* _EXTRACTO DEL DOCUMENTO_
Las vidas detrás del ingreso mínimo
El ingreso mínimo vital ya es una realidad en nuestro país, un mecanismo que, según el Gobierno, beneficiará a 850.000 hogares y 2,3 millones de personas. El obispo auxiliar de Bilbao, que es también economista, la defiende: «Los beneficios sociales de esta medida superan con mucho los riesgos y las posibilidades de fraude». Hablamos con dos familias que son susceptibles de recibirla por su situación de vulnerabilidad
Viernes, 29 de mayo. La parroquia San Juan de Dios, en el madrileño barrio de Vallecas, es un ir y venir de personas. Todos con la preceptiva mascarilla a pesar del calor. Los locales donde habitualmente se imparte refuerzo escolar se han transformado en un gran almacén de alimentos que se van entregando a personas del entorno con necesidades básicas y urgentes. Es uno de los días marcados para el reparto: por la mañana, alimentación; por la tarde, higiene y limpieza.
En las colas –no son largas, pues funciona la cita previa– se puede observar la realidad más dura de nuestro país en estos momentos: familias sin ingresos, el paro, los ERTE, la irregularidad administrativa… Personas que se han agarrado bien fuerte a la mano que les ha tendido el párroco, Gonzalo Ruipérez, que los conoce a todos y al que todos llaman padre.
Mientras todas estas personas esperan para recoger la alimentación de un mes, en el Palacio de la Moncloa, a poco más de 20 minutos de allí en coche, el Gobierno se encuentra reunido para dar luz verde al decreto ley que pone en marcha el ingreso mínimo vital (IMV). Un mecanismo, tal y como se recoge en el texto publicado este lunes por el BOE, dirigido «a prevenir el riesgo de pobreza y exclusión social de las personas que vivan solas o integradas en una unidad de convivencia cuando se encuentren en una situación de vulnerabilidad por carecer de recursos económicos suficientes para la cobertura de sus necesidades básicas».
Según el propio Gobierno, este ingreso llegará a 850.000 hogares donde viven 2,3 millones de personas, y tendrá un especial impacto en los hogares con menores, entre ellos los monoparentales. Además, estima que supondrá la erradicación de la pobreza extrema.
Para optar a él son varias las condiciones que cumplir: tener entre 23 y 65 años –fuera de estas edades, siempre que haya personas o menores a cargo– y haber residido de forma legal en España durante un año justo antes de la solicitud; haber pedido las prestaciones a las que se tengan derecho; ser demandante de empleo si no se trabaja, y no superar los ingresos que fija para cada situación el ingreso mínimo menos diez euros ni excederse en los límites de patrimonio.

* _PREGUNTAS DEL TEXTO_
**a)** Reproduce del texto sobre el ingreso mínimo vital el fragmento que va desde "Según el propio" hasta "límites de patrimonio.", incluido este último.
**b)** Responde según el texto sobre el ingreso mínimo vital:
(i) ¿En qué barrio madrileño se encuentra la parroquia San Juan de Dios?
(ii) ¿Cómo se llama el párroco de esa parroquia?
(iii) ¿Cuánto tiempo hay que haber residido legalmente en España justo antes de la solicitud para optar al ingreso?
**c)** Según el texto sobre el ingreso mínimo vital, ¿por qué no son largas las colas del reparto en la parroquia?

* _REGISTROS DE DATOS_
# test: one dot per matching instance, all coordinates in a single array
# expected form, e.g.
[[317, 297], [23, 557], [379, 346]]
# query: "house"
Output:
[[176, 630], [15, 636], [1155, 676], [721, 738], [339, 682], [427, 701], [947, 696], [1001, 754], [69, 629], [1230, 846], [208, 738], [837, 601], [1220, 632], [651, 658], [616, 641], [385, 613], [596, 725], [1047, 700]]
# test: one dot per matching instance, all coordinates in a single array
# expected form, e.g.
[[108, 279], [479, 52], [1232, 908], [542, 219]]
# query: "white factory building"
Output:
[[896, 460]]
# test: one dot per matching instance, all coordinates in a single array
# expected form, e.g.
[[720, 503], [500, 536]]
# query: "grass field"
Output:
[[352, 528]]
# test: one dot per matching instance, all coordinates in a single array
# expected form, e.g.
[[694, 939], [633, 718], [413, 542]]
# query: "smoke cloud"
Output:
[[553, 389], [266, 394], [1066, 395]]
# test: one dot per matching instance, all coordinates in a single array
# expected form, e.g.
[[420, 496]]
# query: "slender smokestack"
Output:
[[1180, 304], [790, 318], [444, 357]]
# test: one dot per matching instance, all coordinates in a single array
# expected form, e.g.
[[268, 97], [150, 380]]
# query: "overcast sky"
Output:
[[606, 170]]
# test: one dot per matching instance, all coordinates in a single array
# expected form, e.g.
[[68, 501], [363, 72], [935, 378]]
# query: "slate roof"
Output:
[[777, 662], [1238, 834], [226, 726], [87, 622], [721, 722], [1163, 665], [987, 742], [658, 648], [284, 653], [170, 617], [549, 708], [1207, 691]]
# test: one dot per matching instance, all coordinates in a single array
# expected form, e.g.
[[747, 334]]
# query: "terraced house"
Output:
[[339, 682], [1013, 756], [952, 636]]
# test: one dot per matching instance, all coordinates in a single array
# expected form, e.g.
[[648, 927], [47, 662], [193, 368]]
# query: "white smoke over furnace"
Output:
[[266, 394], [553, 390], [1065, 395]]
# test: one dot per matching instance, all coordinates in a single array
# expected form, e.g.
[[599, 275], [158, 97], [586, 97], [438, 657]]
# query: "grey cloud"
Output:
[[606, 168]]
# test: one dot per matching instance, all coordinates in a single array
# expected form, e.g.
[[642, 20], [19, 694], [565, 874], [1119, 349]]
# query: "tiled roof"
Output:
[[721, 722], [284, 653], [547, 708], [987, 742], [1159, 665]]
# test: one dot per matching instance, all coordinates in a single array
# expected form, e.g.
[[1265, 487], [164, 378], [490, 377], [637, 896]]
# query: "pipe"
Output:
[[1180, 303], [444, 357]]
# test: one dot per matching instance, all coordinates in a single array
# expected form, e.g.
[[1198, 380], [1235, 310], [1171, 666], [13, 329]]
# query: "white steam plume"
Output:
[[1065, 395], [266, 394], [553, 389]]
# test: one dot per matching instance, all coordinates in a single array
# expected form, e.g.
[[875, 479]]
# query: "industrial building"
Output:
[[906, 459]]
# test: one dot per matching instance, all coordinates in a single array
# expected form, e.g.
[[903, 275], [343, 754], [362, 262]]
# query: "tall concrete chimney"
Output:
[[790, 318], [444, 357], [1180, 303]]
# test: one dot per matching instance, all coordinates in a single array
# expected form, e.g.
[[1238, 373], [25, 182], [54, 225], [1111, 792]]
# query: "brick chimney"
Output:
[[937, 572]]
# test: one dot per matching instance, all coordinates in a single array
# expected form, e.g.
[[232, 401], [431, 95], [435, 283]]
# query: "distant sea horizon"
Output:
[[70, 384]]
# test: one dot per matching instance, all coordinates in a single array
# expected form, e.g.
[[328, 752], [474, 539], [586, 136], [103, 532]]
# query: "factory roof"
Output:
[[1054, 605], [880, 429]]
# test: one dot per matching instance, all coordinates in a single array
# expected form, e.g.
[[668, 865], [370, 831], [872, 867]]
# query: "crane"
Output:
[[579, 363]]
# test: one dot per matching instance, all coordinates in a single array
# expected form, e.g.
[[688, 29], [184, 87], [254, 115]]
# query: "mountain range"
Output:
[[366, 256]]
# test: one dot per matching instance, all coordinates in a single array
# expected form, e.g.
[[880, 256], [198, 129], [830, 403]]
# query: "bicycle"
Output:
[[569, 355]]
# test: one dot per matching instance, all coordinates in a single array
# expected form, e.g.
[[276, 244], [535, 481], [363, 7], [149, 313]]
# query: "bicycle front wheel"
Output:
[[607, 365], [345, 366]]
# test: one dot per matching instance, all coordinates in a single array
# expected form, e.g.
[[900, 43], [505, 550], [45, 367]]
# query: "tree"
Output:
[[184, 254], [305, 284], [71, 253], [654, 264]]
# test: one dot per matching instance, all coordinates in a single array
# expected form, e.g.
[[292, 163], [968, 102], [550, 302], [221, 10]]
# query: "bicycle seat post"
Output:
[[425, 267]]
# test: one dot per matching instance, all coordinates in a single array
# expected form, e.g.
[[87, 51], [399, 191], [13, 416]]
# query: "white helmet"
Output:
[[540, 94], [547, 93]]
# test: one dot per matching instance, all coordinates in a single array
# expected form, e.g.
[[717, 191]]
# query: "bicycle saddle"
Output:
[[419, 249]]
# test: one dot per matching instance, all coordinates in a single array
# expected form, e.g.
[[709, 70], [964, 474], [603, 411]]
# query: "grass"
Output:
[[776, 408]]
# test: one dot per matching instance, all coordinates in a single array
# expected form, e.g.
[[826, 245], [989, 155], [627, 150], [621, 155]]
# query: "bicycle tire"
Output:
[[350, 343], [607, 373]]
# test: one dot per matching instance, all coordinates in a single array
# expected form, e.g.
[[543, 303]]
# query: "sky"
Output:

* _RESPUESTAS_
**a)**
Según el propio Gobierno, este ingreso llegará a 850.000 hogares donde viven 2,3 millones de personas, y tendrá un especial impacto en los hogares con menores, entre ellos los monoparentales. Además, estima que supondrá la erradicación de la pobreza extrema.
Para optar a él son varias las condiciones que cumplir: tener entre 23 y 65 años –fuera de estas edades, siempre que haya personas o menores a cargo– y haber residido de forma legal en España durante un año justo antes de la solicitud; haber pedido las prestaciones a las que se tengan derecho; ser demandante de empleo si no se trabaja, y no superar los ingresos que fija para cada situación el ingreso mínimo menos diez euros ni excederse en los límites de patrimonio.

**b)**
(i) En Vallecas.
(ii) Gonzalo Ruipérez.
(iii) Un año.

**c)** Las colas no son largas porque funciona la cita previa.